» **Required task**: Output exactly the lines that run from the line with "Point to the man's" to the end of the material, both ends included, and no other lines.

>> start Exercise inputs

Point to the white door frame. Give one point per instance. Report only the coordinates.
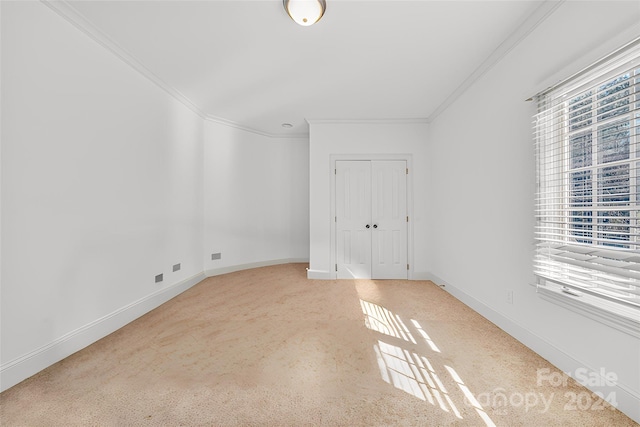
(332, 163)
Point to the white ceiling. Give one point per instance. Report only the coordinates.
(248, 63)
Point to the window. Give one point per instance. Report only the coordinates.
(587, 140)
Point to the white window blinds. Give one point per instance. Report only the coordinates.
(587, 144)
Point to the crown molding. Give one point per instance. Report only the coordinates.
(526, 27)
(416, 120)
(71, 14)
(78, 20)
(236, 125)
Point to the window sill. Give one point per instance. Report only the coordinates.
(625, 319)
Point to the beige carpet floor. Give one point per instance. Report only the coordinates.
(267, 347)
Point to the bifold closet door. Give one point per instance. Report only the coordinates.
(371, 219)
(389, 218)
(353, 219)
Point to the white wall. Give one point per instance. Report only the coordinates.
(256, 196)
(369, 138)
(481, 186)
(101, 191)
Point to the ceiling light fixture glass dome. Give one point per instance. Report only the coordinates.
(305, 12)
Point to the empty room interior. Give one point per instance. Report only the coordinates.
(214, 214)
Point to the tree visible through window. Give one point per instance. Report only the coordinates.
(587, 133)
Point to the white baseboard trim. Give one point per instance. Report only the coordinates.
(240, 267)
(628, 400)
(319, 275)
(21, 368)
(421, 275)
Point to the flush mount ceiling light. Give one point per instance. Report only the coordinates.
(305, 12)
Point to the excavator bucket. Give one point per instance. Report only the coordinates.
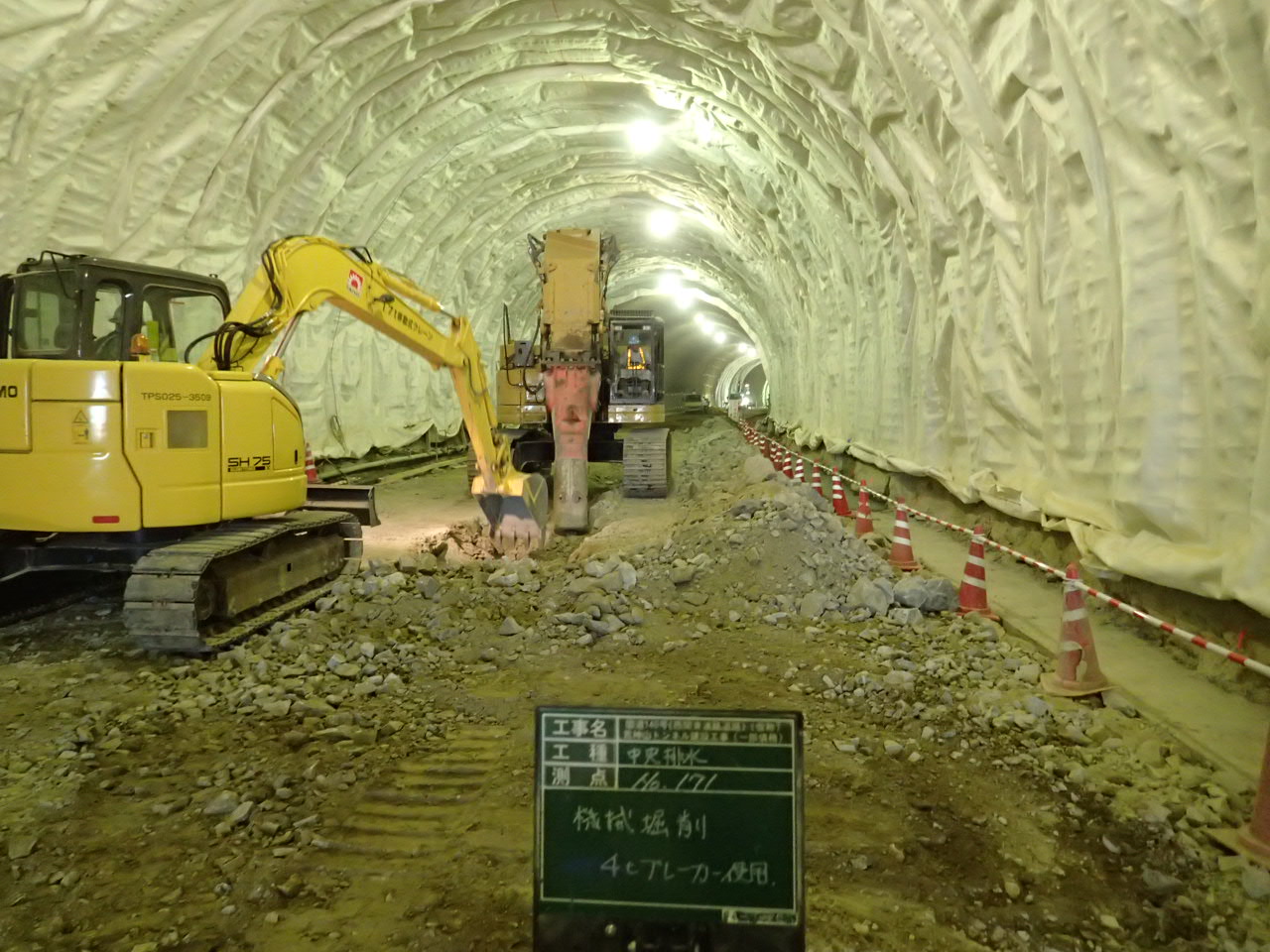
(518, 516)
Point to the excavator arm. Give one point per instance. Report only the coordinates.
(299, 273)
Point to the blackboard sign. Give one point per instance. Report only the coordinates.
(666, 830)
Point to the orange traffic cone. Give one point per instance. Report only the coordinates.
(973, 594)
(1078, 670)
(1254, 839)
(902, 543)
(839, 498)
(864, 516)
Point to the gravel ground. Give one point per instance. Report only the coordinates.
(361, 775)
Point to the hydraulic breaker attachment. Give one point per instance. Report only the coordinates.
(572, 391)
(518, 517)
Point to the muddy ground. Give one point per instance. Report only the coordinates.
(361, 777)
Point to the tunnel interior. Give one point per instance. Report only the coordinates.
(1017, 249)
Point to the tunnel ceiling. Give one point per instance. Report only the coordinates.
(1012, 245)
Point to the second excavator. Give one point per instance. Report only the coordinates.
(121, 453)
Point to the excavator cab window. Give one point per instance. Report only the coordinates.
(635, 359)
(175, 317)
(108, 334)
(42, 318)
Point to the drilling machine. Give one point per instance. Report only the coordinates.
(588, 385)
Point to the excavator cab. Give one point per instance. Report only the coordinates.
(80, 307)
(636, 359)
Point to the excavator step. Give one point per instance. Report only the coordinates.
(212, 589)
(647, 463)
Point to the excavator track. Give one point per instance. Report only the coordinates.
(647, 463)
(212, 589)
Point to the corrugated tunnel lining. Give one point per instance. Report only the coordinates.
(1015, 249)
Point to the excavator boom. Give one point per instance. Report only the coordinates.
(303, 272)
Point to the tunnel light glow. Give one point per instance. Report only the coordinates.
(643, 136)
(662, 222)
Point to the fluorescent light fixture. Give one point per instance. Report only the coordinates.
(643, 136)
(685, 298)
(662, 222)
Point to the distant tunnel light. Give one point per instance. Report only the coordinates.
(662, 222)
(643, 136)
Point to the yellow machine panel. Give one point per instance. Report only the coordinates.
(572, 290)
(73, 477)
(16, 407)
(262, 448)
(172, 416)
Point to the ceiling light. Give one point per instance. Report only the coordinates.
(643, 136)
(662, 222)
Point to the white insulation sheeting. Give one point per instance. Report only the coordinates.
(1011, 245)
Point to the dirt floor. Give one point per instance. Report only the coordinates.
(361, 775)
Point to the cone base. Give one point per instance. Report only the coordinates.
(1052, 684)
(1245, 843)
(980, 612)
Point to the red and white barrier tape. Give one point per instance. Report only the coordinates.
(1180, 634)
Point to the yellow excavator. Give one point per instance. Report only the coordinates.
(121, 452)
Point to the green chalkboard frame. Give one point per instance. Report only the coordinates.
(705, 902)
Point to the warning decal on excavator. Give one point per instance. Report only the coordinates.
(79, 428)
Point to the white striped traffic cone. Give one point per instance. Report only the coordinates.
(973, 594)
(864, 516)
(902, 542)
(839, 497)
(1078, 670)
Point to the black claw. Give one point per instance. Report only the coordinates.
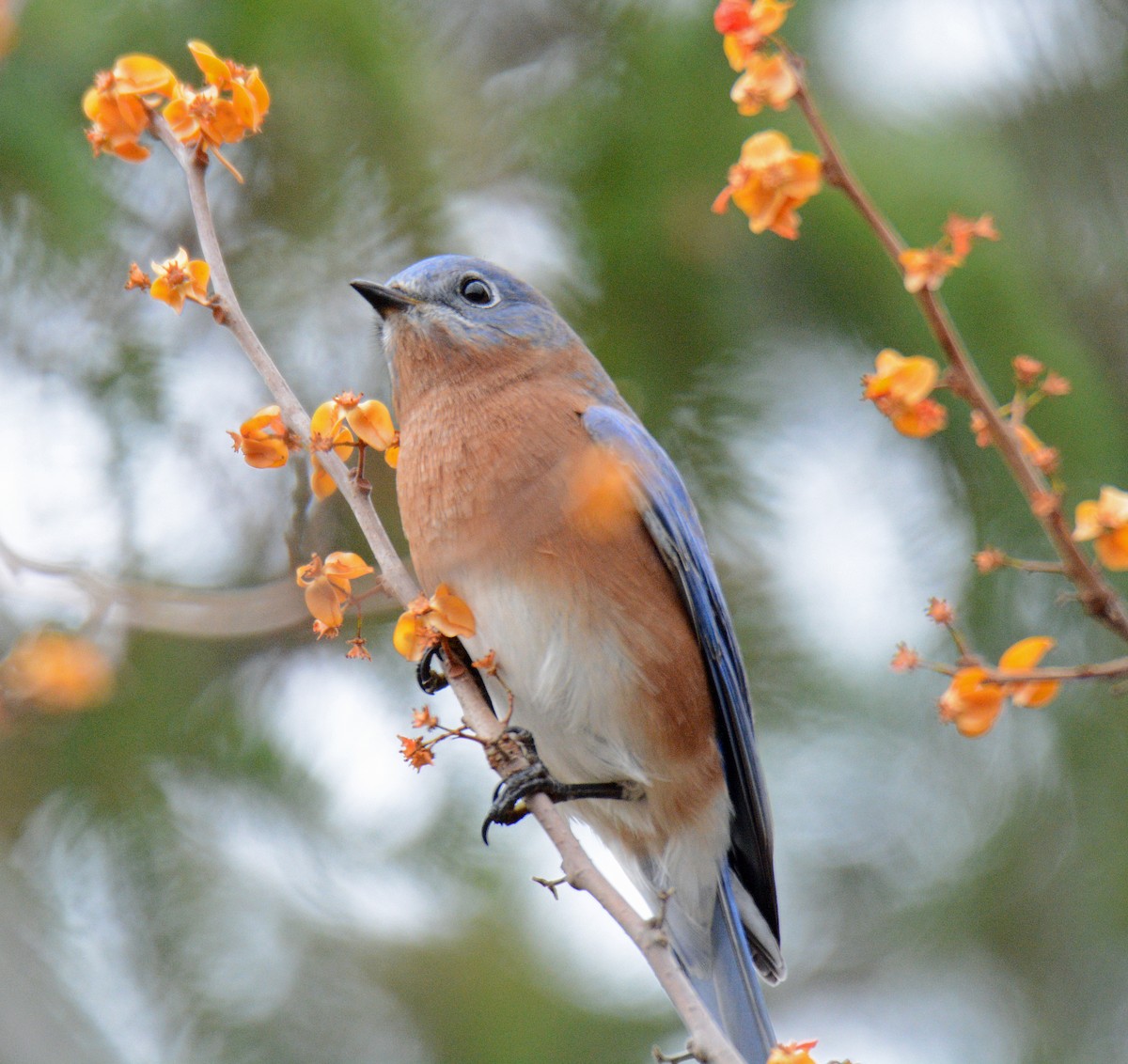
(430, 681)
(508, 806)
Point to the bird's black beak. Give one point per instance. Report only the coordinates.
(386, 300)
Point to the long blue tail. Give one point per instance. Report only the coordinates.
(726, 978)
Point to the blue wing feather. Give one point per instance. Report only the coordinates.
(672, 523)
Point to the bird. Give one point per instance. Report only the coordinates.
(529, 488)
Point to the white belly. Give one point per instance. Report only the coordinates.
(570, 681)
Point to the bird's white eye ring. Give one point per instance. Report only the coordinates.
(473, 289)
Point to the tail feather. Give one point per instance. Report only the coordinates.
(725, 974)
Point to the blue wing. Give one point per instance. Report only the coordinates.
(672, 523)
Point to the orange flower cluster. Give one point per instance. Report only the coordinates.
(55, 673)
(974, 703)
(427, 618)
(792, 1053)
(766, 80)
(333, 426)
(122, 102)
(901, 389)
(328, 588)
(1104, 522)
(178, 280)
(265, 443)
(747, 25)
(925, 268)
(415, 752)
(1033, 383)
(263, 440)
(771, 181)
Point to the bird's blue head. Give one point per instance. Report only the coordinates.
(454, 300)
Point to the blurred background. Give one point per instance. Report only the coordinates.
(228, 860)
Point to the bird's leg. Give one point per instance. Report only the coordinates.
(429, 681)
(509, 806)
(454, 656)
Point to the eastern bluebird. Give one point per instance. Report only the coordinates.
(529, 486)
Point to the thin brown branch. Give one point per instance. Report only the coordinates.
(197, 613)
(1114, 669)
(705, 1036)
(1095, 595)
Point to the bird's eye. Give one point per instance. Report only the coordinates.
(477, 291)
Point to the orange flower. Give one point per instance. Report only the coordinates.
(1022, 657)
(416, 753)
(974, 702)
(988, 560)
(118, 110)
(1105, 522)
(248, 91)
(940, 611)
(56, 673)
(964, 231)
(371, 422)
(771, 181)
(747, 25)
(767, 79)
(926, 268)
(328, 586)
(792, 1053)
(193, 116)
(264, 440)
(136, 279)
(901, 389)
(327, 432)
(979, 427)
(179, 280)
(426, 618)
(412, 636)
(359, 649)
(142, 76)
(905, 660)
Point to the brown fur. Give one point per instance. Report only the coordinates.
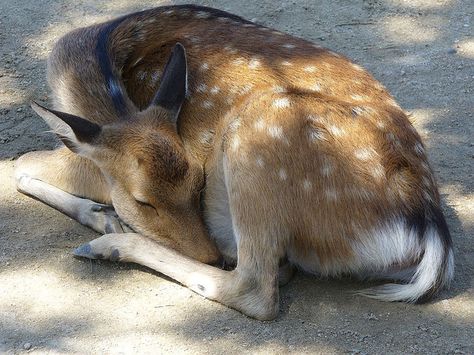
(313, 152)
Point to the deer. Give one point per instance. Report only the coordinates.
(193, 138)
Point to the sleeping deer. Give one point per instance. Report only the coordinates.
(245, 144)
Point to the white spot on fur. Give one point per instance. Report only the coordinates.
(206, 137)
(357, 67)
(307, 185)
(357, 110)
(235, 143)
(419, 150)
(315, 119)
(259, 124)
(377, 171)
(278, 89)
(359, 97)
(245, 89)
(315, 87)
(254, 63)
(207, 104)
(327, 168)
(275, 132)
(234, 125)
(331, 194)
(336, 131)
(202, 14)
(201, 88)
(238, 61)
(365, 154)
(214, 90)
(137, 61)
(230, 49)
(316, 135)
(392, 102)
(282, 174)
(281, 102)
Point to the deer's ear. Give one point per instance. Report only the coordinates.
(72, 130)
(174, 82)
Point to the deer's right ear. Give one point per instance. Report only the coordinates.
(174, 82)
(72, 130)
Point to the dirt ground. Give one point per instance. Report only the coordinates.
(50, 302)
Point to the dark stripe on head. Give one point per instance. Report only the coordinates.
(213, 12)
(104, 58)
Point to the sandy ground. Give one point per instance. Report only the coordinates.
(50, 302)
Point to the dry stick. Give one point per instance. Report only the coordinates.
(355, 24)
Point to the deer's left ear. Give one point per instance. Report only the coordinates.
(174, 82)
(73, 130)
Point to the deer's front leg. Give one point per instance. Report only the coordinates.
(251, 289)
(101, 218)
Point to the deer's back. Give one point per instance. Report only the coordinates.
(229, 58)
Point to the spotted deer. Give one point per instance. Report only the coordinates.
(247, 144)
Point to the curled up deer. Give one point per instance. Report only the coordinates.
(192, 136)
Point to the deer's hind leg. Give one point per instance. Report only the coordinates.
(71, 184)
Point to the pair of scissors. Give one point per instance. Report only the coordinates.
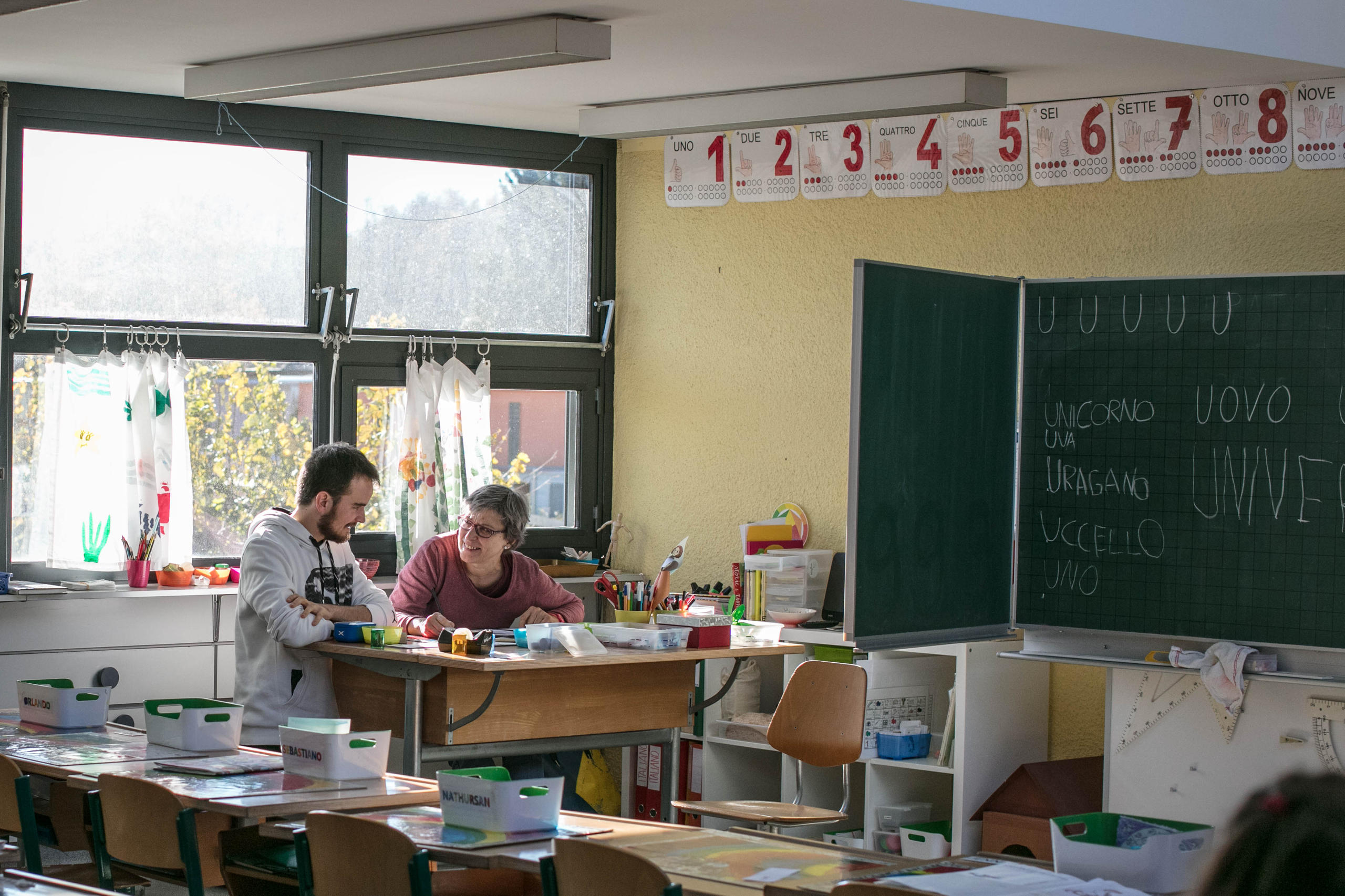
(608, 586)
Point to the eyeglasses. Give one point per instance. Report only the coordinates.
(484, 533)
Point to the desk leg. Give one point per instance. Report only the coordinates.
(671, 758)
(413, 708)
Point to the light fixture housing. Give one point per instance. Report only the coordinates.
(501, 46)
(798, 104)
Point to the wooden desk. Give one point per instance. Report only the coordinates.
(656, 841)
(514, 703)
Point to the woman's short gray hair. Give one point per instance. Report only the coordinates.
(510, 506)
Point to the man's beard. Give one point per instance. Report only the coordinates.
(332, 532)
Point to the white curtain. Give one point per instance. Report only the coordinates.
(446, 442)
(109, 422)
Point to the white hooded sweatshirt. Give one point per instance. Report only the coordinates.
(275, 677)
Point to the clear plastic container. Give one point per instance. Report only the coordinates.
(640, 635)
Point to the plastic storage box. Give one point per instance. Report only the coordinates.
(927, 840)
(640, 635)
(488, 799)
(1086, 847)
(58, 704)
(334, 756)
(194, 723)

>> end Exercise inputs

» **The reply**:
Point to the man's beard. Give one point per instance. Report only the coordinates.
(332, 532)
Point to the white curtain. Give one point per instance. Report only the coordinates.
(446, 442)
(109, 422)
Point to the white hooded sweatshirt. Give one point per instance. Report only the coordinates.
(275, 677)
Point to the clear plastic container. Give one point per instance. Report only the coordinates.
(640, 635)
Point to the plastic storage box. Give one point per instance. Report only the coordinates.
(927, 840)
(640, 635)
(488, 799)
(1086, 847)
(58, 704)
(334, 756)
(194, 723)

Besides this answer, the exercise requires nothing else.